** Passage to read **
______________________________
The discovery of shared biological properties among independent variants of DNA sequences offers the opportunity to broaden understanding of the biological basis of disease and identify new therapeutic targets.
This is according to a collaboration between the Perelman School of Medicine at the University of Pennsylvania, the University of Arizona Health Sciences, and Vanderbilt University. The group published their findings this month in npj Genomic Medicine
‘DNA variants associated with disease risk can affect biological activities as gene expression and the function of proteins in cellular house-keeping machinery.’
Drugs can have variable effects on people depending on small natural differences in the sequence of DNA between individuals. These genetic differences are called SNPs, or single nucleotide polymorphisms, and are variants in the DNA alphabet of A, T, C, and G molecules that occur naturally among individuals. Many such SNPs have been associated with disease risk, for instance showing that a person with an A at a given location in the DNA sequence has a higher risk of diabetes compared with someone with a G. However, these disease-related SNPs often reside in the so-called "dark matter" of the genome that does not directly code for genes, but does include switches that control gene expression.
Over the last ten years, researchers have conducted genome wide association studies (GWAS) to map DNA variants across thousands of genomes from individuals to find which variants are more frequent in people with a certain disease. For such common, complex diseases as diabetes or cancer, GWAS have identified hundreds such variants. On the other hand, GWAS have found that many disease-associated variants do not alter the function of genes in an obvious way, making some variants difficult for immediate clinical interpretation.
Senior author Jason H. Moore, PhD, the Edward Rose Professor of Informatics and director of the Institute for Biomedical Informatics and colleagues Yves A. Lussier, Haiquan Li, Ikbel Achour, and Joshua C. Denny have developed a computational method to explore the downstream effects of variants associated with risk to reveal possible mechanisms of disease. "Our results provide a 'roadmap' of disease mechanisms emerging from GWAS to identify candidate therapeutic targets," Moore said.
______________________________
** Extracted information **
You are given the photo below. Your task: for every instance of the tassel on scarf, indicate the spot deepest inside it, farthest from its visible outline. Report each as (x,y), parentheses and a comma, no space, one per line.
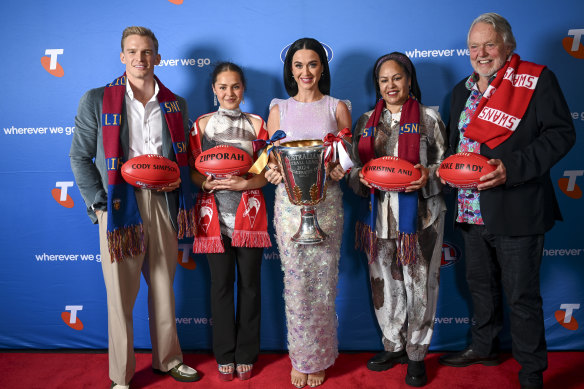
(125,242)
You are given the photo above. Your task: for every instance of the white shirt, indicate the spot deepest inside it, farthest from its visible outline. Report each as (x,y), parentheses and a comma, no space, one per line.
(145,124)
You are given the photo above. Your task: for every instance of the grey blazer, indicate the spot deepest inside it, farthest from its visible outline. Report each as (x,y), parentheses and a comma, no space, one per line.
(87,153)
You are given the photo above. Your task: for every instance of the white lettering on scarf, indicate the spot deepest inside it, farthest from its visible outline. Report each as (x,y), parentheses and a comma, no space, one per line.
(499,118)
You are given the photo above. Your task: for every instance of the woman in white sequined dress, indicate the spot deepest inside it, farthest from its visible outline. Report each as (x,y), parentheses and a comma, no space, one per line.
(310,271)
______________________________
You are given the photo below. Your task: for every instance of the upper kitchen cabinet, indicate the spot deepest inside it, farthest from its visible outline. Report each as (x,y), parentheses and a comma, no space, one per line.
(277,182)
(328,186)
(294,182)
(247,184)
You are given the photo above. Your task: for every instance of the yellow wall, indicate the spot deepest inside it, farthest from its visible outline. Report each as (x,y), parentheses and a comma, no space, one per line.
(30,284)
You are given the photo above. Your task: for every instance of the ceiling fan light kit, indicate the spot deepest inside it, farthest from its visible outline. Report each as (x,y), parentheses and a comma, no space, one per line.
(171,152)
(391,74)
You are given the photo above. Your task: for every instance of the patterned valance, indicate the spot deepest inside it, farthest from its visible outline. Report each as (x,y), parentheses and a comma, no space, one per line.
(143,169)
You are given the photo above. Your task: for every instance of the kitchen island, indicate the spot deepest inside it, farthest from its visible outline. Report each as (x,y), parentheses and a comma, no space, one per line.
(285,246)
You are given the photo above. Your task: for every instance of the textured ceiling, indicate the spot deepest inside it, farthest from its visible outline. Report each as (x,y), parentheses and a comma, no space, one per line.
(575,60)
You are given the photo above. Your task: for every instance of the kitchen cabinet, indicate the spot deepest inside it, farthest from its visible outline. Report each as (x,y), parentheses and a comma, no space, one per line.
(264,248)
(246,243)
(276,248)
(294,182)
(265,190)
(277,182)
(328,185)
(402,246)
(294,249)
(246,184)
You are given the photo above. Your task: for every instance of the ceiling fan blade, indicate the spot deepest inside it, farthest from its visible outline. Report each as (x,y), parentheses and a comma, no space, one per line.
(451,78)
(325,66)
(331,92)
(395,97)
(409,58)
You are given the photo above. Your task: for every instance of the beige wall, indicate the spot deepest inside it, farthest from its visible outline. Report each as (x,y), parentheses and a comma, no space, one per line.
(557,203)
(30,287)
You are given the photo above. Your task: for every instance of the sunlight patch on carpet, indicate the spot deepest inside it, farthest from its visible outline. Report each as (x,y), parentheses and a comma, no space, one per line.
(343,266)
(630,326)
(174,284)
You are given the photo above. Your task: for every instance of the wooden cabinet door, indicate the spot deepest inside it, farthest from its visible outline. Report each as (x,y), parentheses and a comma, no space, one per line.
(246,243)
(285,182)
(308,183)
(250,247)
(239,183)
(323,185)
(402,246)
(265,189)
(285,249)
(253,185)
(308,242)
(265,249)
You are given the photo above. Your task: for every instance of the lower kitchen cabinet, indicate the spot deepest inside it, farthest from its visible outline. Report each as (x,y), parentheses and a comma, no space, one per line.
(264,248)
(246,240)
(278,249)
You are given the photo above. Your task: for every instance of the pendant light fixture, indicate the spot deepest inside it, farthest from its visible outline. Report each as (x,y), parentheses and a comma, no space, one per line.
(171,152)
______________________________
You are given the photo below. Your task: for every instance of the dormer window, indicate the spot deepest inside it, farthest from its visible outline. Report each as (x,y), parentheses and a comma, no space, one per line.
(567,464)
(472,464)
______________________________
** Task set **
a) In the passage on disease-associated DNA variants, which journal published the group's findings?
b) Pick up the passage on disease-associated DNA variants right after its final sentence and keep writing it.

** Your written answers **
a) npj Genomic Medicine

b)
In the current paper, the team demonstrated that variants associated with disease risk can affect such biological activities as gene expression and the function of proteins in cellular house-keeping machinery. "Taking this all together a more comprehensive picture of disease biology is emerging," Moore said. "This picture - up to now - has been blurry, especially when variants occurred between genes."
The team used computational modelling of two million pairs of disease-associated SNPs drawn from three GWAS projects, as well as information from other genome databases that match a patient's individual genetic makeup to their outward symptoms. From this, they predicted 3,870 SNP pairs with a similar biological mechanism. These prioritized SNP pairs, with overlapping messenger RNA targets or similar functions, were more likely to be associated with the same disease than unrelated pathologies.
Specifically, using a subset of the prioritized SNP pairs in independent studies of Alzheimer's disease, bladder cancer, and rheumatoid arthritis patient data, they showed that two variants can contribute to disease independently, but also interact genetically. "From this we determined that the precise combination of DNA variants in a patient may synergistically increase or antagonistically decrease one's relative risk of disease," Moore said.
Using data sets from the Encyclopedia of DNA Elements (ENCODE) - a project designed to discover the bits of DNA that have a biological function related to a gene - the team validated that the biological mechanisms of disease shared within the prioritized SNP pairs are frequently governed by matching transcription factor binding sites and interactions of segments of chromatin that are seemingly far apart and not related.
Chromatin is the combination of packaged DNA, protein, and RNA found in the nucleus. It functions to compact DNA, facilitate cell replication, prevent DNA, and control gene expression. Now, the team is refining their methods to identify those genetic risk factors that have been overlooked by ignoring the biological context of their effects on common diseases.